▶ _REQUEST_: In two sentences, summarize the forum post about ZipOutputStream writing corrupt zip files.

▶ _TEXT SEGMENT_:
## start

469,286 Members | 2,476 Online
Bytes | Developer Community
New Post

Home Posts Topics Members FAQ

Post your question to a community of 469,286 developers. It's quick & easy.

ZipOutputStream Writes Corrupt Zip Files

I am writing out archive files using ZipOutputStream with the following
code:

aEntry is a global Array of ZipEntries
llData is a LinkedList of the data corresponding to the the ZipEntry of the
same index in aEntry

public void save() {
byte[] bBuffer = null;
int i = 0;
String sName = "";
ZipEntry entry;
try {
ZipOutputStream zon = new ZipOutputStream(new FileOutputStream(outFile));
for (i = 0; i < aEntry.length; i++) {
entry = new ZipEntry(aEntry[i]);
zon.putNextEntry(entry);
bBuffer = (byte[]) llData.get(i);
zon.write(bBuffer, 0, bBuffer.length);
}
zon.flush();
zon.close();
} catch (Exception e) {
sysConfig.log("error", "Could not process archive file: " + inFile + ",
Error: " + e);} //My logging routine to report errors
}

Command line instances of zip (on both Linux and Windows) have reported some
of the files created with this method as corrupt. It seems all the entries
are intact, but an inspection with a hex editor shows that some files don't
have the Central Directory Header at teh end of the file, and in some
files, the Central Directory Header carries the wrong information -- it
doesn't point to the actual Central Directory and may be too long.

## end

▶ _RECORDED DATA_:

## start

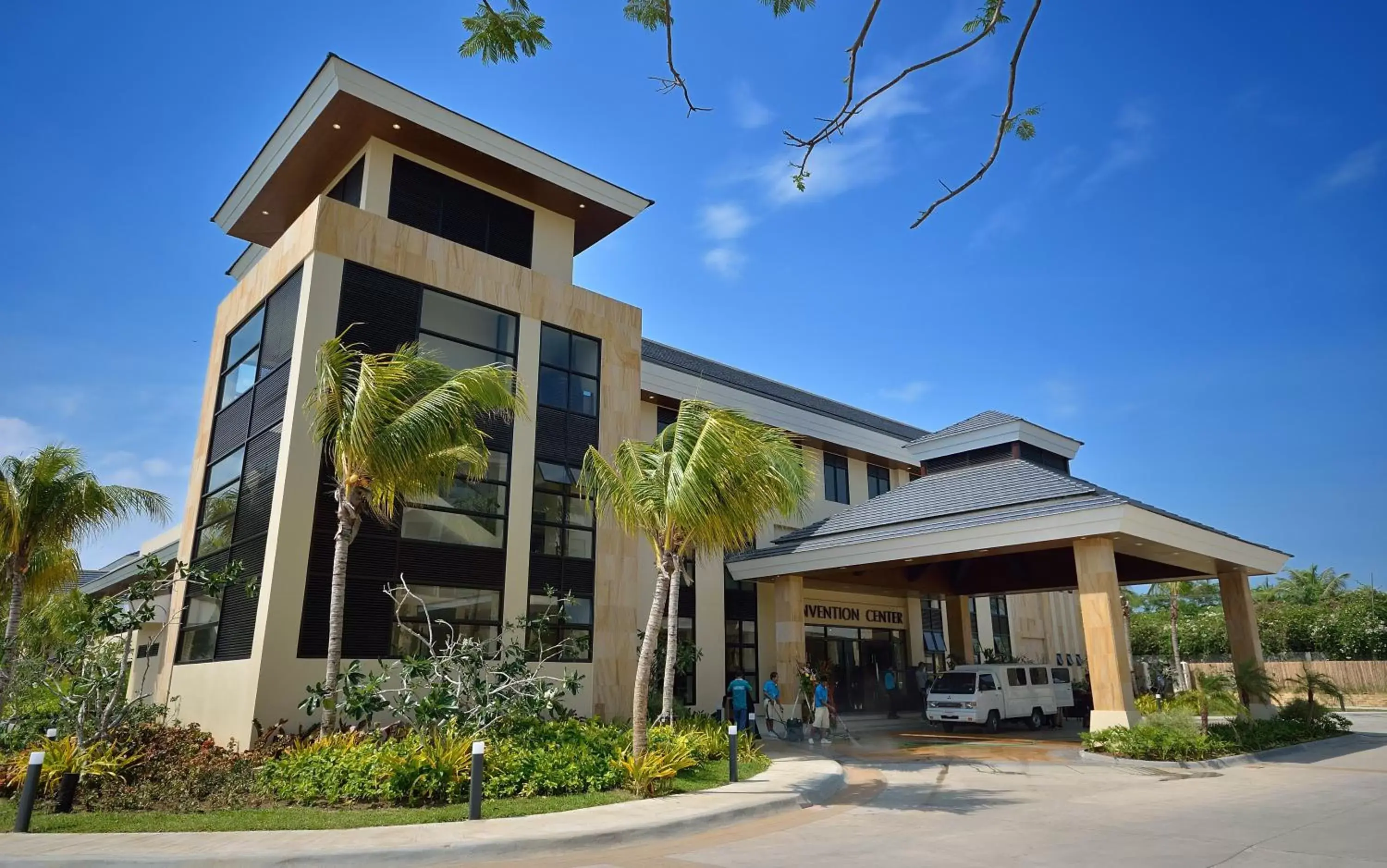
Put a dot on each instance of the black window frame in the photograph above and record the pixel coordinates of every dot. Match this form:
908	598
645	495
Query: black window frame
878	480
835	479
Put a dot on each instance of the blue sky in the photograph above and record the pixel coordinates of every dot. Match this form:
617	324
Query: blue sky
1184	269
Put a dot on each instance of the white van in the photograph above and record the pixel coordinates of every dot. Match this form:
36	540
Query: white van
992	692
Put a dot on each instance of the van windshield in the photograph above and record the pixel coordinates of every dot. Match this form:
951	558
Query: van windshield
955	683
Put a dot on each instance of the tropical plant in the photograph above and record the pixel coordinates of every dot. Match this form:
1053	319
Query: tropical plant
458	681
1254	685
1310	683
705	483
49	504
1217	692
396	425
1310	586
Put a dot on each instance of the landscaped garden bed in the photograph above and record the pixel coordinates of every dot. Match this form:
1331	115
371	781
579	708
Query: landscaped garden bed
156	777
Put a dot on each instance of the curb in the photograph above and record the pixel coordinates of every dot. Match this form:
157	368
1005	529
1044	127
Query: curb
1240	759
791	782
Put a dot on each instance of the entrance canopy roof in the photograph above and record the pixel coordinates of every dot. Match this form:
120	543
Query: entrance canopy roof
998	527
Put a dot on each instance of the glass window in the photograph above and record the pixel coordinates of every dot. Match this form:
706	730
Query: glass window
878	480
473	613
457	529
197	638
460	355
225	471
469	322
835	479
245	339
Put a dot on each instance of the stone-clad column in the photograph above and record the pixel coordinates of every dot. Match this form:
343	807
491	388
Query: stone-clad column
790	627
1100	609
960	629
1240	619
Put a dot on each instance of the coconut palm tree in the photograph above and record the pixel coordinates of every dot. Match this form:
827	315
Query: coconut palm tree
705	483
1311	586
1217	692
1311	683
49	504
394	425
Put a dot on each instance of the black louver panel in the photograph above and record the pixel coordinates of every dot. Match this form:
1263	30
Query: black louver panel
281	317
382	310
453	210
231	426
270	400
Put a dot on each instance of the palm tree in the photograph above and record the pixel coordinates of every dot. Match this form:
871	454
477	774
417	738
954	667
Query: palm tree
1254	685
1214	691
49	504
1311	586
394	425
705	483
1310	683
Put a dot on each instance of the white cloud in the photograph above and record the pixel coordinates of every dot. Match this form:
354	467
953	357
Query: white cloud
724	221
724	261
18	436
908	393
1131	146
1354	171
749	111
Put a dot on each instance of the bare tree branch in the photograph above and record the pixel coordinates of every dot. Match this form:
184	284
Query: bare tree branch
838	122
676	81
1005	124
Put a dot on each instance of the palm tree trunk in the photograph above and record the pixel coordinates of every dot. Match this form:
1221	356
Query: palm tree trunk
1175	634
347	522
641	701
672	647
12	630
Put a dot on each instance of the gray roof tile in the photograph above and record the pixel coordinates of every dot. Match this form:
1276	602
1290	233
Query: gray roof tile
697	365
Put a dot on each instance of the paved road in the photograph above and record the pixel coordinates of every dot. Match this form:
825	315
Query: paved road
1328	807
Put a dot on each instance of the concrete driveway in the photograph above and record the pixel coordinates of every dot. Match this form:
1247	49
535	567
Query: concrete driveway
1328	807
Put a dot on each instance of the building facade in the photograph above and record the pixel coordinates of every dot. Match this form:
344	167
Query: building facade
381	214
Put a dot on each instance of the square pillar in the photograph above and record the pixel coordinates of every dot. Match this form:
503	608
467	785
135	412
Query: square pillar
1100	611
960	629
790	627
1240	619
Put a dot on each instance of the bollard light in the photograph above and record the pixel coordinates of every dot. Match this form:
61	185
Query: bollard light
479	751
731	753
31	792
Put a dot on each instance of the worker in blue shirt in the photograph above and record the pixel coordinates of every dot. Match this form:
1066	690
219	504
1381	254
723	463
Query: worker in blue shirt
770	692
741	692
822	721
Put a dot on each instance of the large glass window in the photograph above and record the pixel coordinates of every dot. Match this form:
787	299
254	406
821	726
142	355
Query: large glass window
472	613
569	371
568	623
197	638
464	511
1000	626
242	367
835	479
562	520
878	480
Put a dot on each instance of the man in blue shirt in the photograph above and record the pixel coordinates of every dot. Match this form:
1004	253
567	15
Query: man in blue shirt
741	692
822	723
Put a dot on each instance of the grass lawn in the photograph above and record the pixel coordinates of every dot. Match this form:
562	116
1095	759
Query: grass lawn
697	778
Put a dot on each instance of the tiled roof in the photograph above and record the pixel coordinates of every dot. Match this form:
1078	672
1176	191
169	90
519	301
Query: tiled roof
708	369
969	497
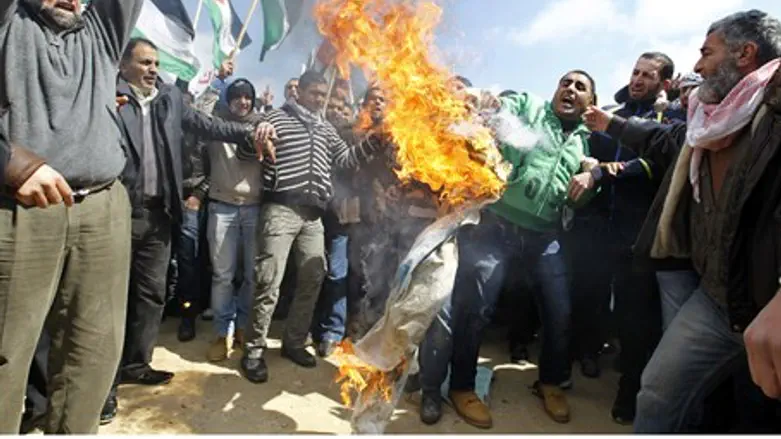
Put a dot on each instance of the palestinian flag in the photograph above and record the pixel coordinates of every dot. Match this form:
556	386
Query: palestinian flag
279	16
227	27
166	23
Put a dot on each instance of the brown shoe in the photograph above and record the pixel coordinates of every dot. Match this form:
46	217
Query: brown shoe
218	350
471	408
554	400
238	339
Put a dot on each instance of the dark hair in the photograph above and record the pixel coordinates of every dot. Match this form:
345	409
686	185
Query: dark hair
751	26
309	78
668	66
132	44
463	80
590	79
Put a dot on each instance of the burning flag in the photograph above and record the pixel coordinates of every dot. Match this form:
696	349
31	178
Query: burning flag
392	41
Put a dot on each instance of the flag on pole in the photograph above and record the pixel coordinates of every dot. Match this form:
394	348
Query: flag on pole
167	24
279	16
227	27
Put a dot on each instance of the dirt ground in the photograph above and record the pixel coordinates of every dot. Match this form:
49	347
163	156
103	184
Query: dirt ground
209	398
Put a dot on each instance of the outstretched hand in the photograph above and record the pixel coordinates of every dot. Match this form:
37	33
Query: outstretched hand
597	119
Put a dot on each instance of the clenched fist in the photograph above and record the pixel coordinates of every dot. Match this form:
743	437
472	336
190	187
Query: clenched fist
597	119
44	188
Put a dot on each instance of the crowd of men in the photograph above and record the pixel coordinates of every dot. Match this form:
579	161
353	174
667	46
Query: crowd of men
654	222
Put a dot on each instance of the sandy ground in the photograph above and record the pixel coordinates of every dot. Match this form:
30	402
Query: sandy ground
209	398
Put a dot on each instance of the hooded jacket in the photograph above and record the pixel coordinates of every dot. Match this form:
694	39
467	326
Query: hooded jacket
228	179
537	188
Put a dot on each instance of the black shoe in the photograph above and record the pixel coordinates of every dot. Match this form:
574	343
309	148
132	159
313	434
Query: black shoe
300	356
254	369
519	354
109	411
624	407
326	348
430	408
147	377
186	330
413	383
589	367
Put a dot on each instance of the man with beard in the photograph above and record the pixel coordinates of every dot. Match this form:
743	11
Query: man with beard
602	238
154	119
61	150
719	205
524	221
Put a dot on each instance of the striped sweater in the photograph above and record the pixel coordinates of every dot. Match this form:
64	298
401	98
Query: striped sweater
301	174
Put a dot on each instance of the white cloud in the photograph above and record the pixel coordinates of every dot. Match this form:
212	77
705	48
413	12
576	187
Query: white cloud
564	19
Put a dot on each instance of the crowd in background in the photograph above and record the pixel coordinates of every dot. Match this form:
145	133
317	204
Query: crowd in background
612	233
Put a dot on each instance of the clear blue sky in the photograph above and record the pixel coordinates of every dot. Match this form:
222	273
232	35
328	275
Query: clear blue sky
522	45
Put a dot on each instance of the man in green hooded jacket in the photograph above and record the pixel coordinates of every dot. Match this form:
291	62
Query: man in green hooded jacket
545	180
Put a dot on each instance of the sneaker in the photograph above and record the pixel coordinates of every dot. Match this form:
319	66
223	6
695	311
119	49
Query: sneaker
218	350
471	408
554	401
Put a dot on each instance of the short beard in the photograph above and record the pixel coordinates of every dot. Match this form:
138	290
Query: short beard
61	20
714	89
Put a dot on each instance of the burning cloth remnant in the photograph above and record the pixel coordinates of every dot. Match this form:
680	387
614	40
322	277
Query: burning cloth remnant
377	366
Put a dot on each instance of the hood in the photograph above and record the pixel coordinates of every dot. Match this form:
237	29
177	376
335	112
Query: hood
33	8
222	103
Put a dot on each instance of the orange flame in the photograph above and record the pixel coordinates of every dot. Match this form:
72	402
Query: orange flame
392	41
354	376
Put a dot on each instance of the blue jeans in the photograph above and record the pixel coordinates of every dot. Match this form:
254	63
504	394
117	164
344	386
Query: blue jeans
454	338
331	312
675	288
231	229
696	353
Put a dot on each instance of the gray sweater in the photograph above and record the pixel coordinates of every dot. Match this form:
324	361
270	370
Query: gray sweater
60	88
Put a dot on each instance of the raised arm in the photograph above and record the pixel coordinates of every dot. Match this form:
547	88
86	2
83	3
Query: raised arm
114	21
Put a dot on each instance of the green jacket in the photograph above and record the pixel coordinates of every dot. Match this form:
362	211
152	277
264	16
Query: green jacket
537	188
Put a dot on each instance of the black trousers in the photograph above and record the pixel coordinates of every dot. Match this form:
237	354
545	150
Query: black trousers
151	251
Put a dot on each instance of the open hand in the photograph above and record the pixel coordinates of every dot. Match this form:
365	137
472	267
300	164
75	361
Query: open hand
763	346
579	185
44	188
597	119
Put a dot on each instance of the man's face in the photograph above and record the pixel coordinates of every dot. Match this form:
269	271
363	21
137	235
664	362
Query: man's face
65	14
685	92
226	69
335	110
291	89
375	103
141	69
240	106
719	69
573	96
645	82
313	97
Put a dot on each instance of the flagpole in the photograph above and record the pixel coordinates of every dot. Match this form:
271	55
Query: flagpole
197	17
244	27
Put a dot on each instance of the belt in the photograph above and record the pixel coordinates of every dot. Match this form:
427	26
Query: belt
153	203
80	194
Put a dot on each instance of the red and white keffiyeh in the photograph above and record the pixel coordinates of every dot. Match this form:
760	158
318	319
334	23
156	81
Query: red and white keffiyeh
710	126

## end

▶ _EXERCISE RESULT_: The poster writes archive files with a ZipOutputStream by looping over a global array of ZipEntries, putting each entry, and writing the matching byte data from a LinkedList before flushing and closing the stream. Command-line zip on Linux and Windows reports some of these files as corrupt: the entries seem intact, but a hex editor shows that some files lack the Central Directory Header at the end, while in others that header carries wrong information and may be too long.